**EXERCISE OBJECTIVE**
Continue the passage on CO2 Solutions' carbon capture technology from its final sentence.

**SOURCE DOCUMENT**

Potential applications for the technology and the CO2 produced include in enhanced oil recovery, pulp and paper processing, water treatment, greenhouses, beverage carbonization and other uses, as well as CO2 capture in oil sands production.
Surprenant said the total cost (including fixed and variable costs and capital cost) of CO2 Solutions’ technology is $28 per tonne to capture 1,250 tonnes per day of CO2, which includes a $5-per-tonne cost for the enzyme. That is more than a 50-per-cent saving over the typical cost of an amine CO2 capture system, he noted.
“We’re ready for commercialization (of) up to 300 tonnes per day,” he said. Emissions Reduction Alberta has provided $15 million to CO2 Solutions toward a $30-million commercial project at Redwater in the Edmonton Capital Region of Alberta, and the company is now seeking consortium partners.
CO2 Solutions also plans a project at a petrochemical facility in Montreal East, to demonstrate high-potential upgrading schemes, Surprenant said.

Excerpts from a dataset
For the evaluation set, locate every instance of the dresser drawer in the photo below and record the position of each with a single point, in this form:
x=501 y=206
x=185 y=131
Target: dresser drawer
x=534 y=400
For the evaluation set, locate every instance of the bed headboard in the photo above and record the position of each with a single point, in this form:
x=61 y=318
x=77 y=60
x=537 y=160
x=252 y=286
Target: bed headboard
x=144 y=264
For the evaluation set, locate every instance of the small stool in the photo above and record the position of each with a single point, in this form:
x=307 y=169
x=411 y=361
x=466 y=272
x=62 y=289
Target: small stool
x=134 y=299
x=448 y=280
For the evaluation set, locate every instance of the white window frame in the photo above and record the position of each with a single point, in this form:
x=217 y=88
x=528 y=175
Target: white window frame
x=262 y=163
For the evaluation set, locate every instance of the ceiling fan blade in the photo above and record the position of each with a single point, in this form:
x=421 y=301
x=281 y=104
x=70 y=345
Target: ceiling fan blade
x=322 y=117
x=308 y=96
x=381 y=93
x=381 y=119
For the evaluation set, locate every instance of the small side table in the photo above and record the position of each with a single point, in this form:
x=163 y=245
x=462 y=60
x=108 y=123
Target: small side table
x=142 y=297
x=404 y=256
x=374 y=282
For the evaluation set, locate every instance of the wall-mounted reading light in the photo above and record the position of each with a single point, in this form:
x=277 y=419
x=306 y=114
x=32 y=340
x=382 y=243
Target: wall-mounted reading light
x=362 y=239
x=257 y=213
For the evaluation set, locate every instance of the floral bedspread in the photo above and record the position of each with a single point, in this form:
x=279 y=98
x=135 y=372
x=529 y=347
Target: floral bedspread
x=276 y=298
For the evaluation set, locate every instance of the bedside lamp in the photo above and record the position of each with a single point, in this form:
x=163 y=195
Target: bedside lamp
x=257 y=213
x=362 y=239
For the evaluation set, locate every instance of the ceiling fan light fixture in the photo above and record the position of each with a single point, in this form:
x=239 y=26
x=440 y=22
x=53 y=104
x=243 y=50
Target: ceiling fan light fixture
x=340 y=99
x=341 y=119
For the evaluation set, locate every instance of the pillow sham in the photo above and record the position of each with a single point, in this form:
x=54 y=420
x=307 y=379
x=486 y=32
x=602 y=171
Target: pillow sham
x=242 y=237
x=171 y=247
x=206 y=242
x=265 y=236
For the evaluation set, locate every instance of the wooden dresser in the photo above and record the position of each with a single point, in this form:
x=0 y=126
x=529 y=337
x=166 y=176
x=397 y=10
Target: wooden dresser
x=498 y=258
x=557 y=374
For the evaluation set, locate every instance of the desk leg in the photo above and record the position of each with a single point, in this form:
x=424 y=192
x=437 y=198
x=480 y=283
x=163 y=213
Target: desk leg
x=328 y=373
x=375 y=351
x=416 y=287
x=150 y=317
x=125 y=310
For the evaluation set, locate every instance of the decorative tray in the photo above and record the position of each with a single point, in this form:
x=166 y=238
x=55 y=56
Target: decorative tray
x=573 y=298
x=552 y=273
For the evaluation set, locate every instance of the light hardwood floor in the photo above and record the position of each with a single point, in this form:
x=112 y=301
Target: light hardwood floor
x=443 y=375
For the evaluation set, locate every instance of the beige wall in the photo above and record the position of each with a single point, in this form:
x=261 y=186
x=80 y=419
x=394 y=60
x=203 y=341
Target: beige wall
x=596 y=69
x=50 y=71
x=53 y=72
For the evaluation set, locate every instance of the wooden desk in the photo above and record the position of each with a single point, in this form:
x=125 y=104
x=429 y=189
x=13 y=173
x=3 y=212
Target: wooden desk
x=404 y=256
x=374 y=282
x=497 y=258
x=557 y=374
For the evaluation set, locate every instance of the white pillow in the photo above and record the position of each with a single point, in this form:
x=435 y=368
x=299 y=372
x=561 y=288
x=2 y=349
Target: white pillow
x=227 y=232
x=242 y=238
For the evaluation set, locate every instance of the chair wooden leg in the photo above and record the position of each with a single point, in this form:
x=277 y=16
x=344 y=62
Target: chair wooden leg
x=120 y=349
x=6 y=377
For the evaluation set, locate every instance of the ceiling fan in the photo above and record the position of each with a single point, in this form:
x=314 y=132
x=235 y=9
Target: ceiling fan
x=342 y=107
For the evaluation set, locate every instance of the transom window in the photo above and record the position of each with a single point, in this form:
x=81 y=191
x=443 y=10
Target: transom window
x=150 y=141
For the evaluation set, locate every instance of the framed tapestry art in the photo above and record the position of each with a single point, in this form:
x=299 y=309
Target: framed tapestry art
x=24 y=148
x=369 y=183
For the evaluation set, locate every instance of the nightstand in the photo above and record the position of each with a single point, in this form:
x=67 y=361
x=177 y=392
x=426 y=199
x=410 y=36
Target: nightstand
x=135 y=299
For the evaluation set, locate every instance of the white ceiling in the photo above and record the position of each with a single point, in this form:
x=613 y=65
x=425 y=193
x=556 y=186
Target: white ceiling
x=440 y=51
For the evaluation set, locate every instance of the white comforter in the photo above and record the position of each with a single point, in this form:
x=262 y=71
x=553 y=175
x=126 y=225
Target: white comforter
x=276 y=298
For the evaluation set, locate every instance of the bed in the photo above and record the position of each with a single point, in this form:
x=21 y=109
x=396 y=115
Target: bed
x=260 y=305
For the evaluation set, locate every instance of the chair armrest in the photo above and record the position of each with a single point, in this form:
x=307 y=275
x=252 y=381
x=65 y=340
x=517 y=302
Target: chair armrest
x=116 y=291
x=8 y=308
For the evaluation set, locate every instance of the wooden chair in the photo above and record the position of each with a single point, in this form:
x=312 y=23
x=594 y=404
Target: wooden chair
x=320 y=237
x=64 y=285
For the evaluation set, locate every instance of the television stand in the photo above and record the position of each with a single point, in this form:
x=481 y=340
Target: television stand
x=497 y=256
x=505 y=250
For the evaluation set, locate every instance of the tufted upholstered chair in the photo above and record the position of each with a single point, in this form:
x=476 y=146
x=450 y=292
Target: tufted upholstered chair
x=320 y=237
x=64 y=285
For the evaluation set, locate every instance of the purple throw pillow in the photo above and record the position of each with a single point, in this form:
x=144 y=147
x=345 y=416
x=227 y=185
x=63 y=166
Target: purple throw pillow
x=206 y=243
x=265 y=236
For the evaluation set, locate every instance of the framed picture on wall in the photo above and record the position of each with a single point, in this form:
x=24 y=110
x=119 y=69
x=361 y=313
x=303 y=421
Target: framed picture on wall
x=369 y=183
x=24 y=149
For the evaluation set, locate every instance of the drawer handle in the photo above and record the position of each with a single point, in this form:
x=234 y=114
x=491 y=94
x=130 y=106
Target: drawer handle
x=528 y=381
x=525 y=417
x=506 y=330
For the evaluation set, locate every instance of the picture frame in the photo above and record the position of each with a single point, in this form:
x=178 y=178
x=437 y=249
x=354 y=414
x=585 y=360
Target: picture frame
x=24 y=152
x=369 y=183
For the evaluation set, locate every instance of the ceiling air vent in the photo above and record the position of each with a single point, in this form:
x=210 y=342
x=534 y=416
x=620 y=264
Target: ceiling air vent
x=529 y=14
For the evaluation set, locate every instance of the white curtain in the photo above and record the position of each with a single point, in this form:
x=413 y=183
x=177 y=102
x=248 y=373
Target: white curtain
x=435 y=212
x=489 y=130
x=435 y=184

**RESULT BELOW**
Improving CO2 capture technologies
Panelist Vicki Lightbown, senior manager of water and environmental management at Alberta Innovates, described the development of a “facilitated transport membrane” for CO2 capture. The polyvinyl-coated membrane, which uses almost no energy input, increases the purity of the captured CO2. Using the amine groups in the polymer structure of the membrane, CO2 is converted to bicarbonate by the water vapour that’s also contained in the exhaust gas. The bicarbonate is quickly transported through the membrane, while the other substances in the flue gas are retained.
Alberta Innovates partnered with the Norwegian University of Science and Technology to do a field trial of flat sheet-facilitated transport membranes at a cement manufacturing plant in Norway in 2014. Alberta Innovates, Suncor and Cenovus Energy (both of which are interested in the technology’s application for SAGD oilsands operations), Air Products, Statoil, DNV GL, and Sintef Mc then were involved in scaling up the technology to a 10-square-metre hollow fibre membrane for testing under flue gas conditions. Tests were done in 2015-2016 at the Tiller test site in Trondheim, Norway, operated by Sintef.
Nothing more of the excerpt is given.